> _PROBLEM STATEMENT_
Write the next part of the post below about the presidential debate and taxes on small businesses, picking up right after its last sentence.

> _DOCUMENT EXCERPT_
Content starts
Last night’s Presidential debate featured some of the usual nonsense from Mitt Romney. President Barack Obama plans to end the Bush tax cuts but only for people earning in excess of $250,000 by restoring the top marginal rate to the 39.6% it was under President Bill Clinton instead of the 35% it is now. The Mittster is freaked out because of the adverse effect this will have on small business owners.

Well, this is one freak show rated PG, not XXX. The fact is, as the Adninistration has consistently maintained, that only 3% of small businesses would be affected by this change.

That has been the conclusion of the Joint Committee on Taxation and even House Speaker John Boehner has conceded the point. In an appearance on CBS Face The Nation he stated

Well, it may be three percent, but it’s half of small business income. Because, obviously, the top three percent have half of the gross income for those companies that we would term small businesses. And this is why you don’t want to punish these people at a time when you have a weak economy.
Content ends
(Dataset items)
Content starts
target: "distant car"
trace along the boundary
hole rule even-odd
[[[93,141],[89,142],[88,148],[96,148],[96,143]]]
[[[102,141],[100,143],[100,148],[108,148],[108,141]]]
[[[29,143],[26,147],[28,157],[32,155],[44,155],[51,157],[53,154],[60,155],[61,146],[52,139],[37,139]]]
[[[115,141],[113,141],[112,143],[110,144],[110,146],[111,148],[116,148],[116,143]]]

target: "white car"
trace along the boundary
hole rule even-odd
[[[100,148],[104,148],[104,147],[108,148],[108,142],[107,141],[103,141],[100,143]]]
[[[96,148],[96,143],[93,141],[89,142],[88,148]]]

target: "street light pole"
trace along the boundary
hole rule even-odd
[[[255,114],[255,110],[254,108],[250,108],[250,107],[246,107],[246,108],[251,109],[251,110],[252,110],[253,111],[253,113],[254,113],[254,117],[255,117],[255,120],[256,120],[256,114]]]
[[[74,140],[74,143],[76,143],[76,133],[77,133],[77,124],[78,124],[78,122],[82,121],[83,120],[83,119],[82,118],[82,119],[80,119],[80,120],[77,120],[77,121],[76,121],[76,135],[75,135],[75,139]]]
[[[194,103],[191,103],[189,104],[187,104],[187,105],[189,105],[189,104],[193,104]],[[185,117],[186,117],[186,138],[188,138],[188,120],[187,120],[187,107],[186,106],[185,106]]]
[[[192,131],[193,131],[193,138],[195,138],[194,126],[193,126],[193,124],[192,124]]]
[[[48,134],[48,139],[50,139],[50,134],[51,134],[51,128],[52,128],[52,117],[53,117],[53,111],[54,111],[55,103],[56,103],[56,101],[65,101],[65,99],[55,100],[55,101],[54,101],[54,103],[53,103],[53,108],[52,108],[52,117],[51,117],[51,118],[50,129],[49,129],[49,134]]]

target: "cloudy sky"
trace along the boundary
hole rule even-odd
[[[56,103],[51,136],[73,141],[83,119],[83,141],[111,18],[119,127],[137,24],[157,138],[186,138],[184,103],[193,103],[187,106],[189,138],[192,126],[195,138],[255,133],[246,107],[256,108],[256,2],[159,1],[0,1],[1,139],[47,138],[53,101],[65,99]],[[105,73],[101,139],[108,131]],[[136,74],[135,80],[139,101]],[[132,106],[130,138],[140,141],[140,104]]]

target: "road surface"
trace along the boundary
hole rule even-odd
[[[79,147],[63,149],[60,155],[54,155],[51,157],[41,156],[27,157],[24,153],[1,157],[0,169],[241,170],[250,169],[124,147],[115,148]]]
Content ends
> _ANSWER TO THE PROBLEM_
One might find the second part of his statement alarming, i.e. that the 3% has half of all small business income. But his words simply belie the point that those small businesses are not so small after all.

For instance small business has more to do with the type of business organization it is rather than mere size. So the Koch Brothers, operating at least some of their enterprises as private entities, not corporations, have a “small” business with 75,000 employees.

I imagine that little mom and pop shoe store is pretty damned crowded, doncha think?

In today’s Post-Gazette, Pa. Senator Pat Toomey pleads his case to leave small businesses alone.

His argument is oh so eloquent and logical until it comes crashing down around him, as if a 7.9 Richter Scale earthquake had its epicenter right beneath his feet.

Toomey presents two prime examples illustrating his rationale. The first, Richardson Cooling Packages, is based in New Castle, Pa.

Despite the economic downturn, Richardson has continued to thrive, expanding its business and hiring 35 new employees over the past year, bringing its workforce to 80. But company president David Richards is emphatic that “there is no way we could have done this if the president’s tax policies had been enacted. … We pay about 40 percent in taxes. That is money that we cannot use to grow. We need our working capital to remain competitive”

The pity party will begin soon, Mr. Richards. But not before I inform you that you are organized as an LL.C. That means that profits are distributed to the members per their share of ownership and taxed as individual income.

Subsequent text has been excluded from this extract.